• Task prompt
Beginning at the line that contains "Target: reflection of building edge" and ending at the last line of the records below, retype each line exactly and add nothing.
───── Recorded data
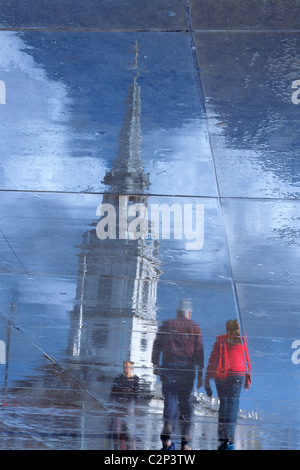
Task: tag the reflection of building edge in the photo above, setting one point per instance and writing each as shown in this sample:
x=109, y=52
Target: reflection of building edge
x=114, y=318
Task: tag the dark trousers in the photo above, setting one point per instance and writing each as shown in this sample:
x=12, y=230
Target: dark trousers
x=177, y=385
x=229, y=391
──────────
• Task response
Target: reflection of building edge
x=114, y=318
Task: tag the dark trousers in the photo above, setting one point per instance and writing each as shown in this sample:
x=12, y=230
Target: dark trousers
x=177, y=385
x=229, y=391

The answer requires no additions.